__Short task__
Copy the lines of the listing below verbatim, starting at the line that contains "job | pin one point per instance of the white house" and ending at the line that contains "[(374, 44), (532, 16)]", with both of those lines included.
===== Data records
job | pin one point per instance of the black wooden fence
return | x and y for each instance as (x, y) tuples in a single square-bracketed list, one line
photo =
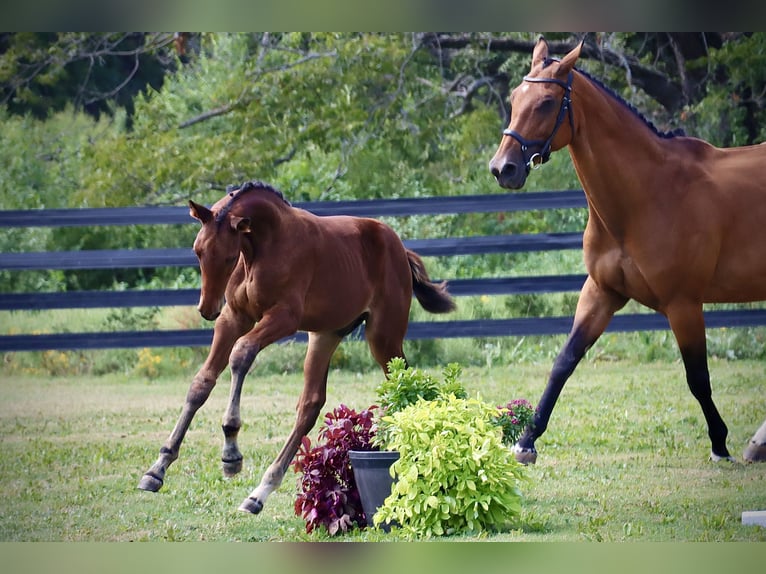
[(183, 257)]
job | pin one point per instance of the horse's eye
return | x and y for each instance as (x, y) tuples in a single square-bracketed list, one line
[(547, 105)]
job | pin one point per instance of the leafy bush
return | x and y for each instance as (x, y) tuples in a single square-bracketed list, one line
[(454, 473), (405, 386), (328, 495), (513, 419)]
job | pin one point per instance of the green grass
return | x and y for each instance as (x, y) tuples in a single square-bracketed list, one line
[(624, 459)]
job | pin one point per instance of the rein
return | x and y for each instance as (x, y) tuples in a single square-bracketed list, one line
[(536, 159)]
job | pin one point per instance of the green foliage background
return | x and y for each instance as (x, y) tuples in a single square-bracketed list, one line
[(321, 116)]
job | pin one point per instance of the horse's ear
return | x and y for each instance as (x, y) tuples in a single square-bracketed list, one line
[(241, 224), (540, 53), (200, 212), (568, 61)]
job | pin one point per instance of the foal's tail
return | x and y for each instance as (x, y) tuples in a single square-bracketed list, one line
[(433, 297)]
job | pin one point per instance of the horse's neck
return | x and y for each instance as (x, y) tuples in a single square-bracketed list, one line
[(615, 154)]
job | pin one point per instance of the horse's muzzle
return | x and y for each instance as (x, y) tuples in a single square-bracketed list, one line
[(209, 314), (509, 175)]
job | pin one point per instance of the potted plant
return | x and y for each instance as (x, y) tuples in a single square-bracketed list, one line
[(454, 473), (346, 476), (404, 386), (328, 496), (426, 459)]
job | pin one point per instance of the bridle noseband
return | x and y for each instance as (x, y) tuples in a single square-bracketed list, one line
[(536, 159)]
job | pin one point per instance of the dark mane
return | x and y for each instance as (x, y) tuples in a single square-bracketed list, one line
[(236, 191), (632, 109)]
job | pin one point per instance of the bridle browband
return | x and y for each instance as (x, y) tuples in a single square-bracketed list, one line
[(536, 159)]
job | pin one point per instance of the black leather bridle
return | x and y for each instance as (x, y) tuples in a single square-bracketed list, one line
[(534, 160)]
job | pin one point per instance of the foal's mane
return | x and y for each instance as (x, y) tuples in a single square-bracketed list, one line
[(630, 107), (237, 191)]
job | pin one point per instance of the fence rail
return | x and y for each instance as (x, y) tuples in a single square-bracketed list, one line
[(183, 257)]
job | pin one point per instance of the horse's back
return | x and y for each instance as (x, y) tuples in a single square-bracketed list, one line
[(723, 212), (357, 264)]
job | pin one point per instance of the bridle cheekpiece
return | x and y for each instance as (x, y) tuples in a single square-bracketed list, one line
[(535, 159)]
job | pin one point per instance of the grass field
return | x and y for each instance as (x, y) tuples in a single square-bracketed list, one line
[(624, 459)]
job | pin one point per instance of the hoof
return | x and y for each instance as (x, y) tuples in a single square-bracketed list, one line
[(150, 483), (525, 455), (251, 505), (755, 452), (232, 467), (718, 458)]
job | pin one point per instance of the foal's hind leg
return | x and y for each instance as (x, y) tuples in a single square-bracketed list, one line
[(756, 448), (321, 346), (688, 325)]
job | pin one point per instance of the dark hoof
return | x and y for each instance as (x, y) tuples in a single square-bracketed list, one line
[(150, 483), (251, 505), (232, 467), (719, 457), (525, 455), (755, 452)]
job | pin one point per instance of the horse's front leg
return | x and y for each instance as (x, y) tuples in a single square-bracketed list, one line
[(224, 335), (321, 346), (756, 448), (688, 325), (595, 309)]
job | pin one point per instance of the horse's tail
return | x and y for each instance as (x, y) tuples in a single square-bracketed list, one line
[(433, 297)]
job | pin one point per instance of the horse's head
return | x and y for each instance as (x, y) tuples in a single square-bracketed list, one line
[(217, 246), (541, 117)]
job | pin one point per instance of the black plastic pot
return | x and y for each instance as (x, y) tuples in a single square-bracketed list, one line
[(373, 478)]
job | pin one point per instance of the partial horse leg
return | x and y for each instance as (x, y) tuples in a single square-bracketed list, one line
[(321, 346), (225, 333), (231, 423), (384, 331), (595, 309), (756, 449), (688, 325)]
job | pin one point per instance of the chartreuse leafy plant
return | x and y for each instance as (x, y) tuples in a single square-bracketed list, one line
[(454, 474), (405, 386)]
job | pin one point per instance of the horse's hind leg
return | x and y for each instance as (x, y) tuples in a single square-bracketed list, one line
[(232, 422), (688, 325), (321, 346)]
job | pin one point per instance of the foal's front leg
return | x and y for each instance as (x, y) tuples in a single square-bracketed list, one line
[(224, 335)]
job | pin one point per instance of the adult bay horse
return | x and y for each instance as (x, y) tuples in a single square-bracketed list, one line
==========
===== Data records
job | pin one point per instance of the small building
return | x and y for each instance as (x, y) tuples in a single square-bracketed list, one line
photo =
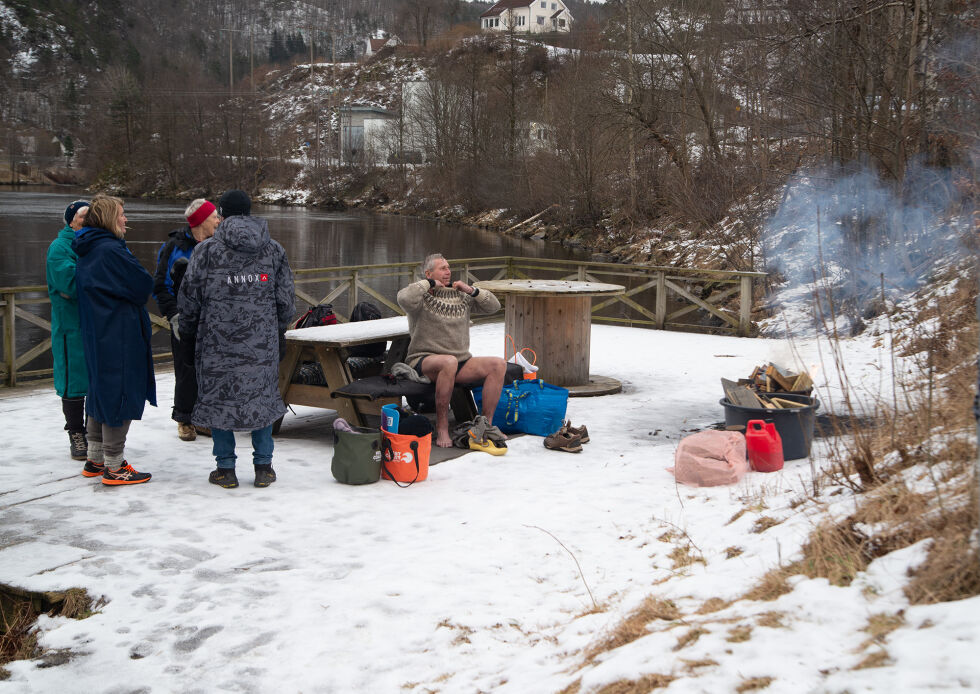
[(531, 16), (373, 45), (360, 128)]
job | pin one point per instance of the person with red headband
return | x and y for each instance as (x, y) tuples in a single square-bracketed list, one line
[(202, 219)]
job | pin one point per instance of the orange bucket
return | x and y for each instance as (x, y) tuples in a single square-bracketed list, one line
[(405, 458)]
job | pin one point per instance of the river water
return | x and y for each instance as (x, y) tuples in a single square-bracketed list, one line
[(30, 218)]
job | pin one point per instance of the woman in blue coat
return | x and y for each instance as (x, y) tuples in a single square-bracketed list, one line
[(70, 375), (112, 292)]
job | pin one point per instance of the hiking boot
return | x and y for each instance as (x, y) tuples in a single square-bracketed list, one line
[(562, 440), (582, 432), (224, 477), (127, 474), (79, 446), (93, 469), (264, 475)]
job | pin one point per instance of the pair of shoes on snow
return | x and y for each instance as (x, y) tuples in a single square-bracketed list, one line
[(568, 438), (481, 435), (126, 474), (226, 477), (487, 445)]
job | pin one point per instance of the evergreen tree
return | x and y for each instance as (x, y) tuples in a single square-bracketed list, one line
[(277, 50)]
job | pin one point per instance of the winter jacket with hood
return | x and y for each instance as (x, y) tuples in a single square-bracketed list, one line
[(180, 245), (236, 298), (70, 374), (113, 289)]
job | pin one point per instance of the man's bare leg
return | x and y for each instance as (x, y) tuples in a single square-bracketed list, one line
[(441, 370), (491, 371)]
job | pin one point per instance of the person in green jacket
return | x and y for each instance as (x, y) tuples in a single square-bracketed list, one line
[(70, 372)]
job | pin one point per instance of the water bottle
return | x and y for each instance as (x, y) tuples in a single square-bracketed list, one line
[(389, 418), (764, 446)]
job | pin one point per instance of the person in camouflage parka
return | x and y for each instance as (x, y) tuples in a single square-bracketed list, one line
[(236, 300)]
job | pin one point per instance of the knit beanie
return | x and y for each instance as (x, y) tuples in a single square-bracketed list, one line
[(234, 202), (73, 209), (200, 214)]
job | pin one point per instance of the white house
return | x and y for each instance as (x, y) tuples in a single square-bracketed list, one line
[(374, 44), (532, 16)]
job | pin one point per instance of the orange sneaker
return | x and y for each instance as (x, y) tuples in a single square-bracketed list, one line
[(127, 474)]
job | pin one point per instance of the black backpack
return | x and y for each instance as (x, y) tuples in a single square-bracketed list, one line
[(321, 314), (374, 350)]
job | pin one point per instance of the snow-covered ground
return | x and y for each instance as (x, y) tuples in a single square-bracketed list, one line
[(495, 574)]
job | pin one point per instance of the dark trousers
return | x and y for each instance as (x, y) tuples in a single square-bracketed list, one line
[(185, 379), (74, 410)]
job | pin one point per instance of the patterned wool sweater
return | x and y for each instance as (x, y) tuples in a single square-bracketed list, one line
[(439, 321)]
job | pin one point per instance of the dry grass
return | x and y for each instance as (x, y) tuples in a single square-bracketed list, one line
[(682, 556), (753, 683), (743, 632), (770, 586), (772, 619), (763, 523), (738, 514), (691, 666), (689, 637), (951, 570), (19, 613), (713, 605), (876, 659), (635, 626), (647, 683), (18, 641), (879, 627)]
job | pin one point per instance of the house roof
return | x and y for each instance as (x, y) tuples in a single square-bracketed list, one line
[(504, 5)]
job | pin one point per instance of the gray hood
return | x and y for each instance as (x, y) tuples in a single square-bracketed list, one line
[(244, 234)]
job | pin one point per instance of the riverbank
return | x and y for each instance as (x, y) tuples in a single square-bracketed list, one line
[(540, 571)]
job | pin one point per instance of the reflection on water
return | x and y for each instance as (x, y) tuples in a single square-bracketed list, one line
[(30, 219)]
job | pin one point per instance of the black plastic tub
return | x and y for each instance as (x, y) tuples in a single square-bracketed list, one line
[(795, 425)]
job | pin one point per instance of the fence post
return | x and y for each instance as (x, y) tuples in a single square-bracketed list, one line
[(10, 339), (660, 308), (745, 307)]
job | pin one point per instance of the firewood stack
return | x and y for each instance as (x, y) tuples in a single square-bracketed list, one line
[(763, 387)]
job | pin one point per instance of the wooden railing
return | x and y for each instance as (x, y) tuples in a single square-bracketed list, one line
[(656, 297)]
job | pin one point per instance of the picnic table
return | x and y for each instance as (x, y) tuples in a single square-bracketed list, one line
==========
===== Data records
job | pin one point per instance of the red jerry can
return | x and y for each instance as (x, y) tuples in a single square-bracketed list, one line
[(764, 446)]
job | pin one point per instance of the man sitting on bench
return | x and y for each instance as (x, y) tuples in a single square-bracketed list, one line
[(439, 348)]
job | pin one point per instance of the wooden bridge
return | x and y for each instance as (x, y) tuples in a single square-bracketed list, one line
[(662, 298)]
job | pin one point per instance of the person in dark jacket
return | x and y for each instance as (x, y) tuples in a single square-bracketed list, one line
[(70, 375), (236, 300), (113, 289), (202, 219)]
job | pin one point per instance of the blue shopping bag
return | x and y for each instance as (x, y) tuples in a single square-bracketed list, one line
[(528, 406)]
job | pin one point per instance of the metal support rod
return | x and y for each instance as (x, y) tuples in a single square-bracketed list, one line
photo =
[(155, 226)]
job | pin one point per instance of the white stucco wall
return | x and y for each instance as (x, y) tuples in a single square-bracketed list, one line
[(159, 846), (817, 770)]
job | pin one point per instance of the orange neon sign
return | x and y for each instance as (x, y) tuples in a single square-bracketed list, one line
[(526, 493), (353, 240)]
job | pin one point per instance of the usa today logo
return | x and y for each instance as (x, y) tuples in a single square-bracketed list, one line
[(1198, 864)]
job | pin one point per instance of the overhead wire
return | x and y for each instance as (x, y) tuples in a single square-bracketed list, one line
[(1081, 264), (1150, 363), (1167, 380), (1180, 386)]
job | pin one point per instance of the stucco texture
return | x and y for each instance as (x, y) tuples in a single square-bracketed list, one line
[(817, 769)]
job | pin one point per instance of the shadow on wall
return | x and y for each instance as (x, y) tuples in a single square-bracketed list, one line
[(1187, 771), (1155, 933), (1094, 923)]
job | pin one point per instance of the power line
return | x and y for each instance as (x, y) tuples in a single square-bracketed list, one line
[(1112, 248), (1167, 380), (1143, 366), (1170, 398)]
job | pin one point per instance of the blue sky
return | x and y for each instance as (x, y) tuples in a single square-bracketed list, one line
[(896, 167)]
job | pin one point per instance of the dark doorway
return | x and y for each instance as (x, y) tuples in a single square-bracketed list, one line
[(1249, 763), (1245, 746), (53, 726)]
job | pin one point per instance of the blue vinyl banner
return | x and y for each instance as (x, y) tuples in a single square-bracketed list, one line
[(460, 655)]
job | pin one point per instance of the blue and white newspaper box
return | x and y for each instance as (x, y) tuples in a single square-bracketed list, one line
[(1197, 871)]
==========
__Exercise response__
job | pin one point per instance of the white house
return | x and y for each instance as (x, y) tuples in a single square-bracketed list, one line
[(374, 44), (532, 16)]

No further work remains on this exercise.